WORK TO COMPLETE :: Which lines in the data below contain the word "flower"? Extract each of those lines in full.

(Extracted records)
-----

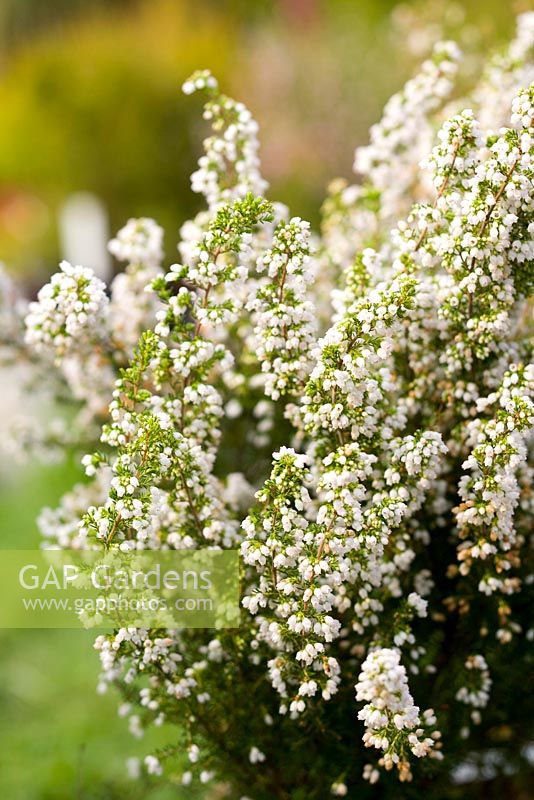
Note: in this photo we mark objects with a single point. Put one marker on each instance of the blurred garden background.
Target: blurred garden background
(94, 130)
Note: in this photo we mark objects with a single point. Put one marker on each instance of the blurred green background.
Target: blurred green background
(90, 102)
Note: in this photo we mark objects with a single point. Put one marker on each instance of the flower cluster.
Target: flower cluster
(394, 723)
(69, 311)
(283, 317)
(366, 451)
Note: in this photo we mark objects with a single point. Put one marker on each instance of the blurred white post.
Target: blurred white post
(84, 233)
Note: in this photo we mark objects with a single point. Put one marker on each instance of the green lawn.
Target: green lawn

-----

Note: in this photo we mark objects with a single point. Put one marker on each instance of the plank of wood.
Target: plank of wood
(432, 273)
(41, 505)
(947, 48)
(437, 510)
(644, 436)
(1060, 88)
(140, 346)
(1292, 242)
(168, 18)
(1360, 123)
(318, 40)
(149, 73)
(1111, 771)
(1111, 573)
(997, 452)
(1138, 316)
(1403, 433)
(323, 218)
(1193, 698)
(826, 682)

-----

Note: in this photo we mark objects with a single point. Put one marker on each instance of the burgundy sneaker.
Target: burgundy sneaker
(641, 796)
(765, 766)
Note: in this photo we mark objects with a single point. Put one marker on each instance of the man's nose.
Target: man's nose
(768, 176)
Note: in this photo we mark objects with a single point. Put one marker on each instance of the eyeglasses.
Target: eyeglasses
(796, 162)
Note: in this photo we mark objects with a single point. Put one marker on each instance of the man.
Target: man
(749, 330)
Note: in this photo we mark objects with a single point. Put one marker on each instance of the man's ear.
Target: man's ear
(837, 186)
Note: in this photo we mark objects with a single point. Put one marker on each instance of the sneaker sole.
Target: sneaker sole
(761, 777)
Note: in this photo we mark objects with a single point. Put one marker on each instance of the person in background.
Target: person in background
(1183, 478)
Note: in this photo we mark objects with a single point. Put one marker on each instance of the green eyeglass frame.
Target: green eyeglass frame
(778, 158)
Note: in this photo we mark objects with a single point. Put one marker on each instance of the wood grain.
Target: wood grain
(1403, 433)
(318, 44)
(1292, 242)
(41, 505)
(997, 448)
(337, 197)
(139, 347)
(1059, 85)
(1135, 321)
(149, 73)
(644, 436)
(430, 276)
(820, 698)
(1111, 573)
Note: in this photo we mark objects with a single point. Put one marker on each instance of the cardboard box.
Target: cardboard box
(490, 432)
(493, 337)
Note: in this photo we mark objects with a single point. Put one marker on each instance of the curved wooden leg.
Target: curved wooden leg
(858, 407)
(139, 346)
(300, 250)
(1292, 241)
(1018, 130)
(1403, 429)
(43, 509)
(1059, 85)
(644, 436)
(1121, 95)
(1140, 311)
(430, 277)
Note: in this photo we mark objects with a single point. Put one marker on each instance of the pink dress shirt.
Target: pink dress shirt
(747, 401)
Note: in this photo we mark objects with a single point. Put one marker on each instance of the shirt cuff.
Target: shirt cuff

-----

REPLY ::
Note: in this photo we mark objects with a single point. Put one marker on each instance of the flower cluster.
Target: flower cluster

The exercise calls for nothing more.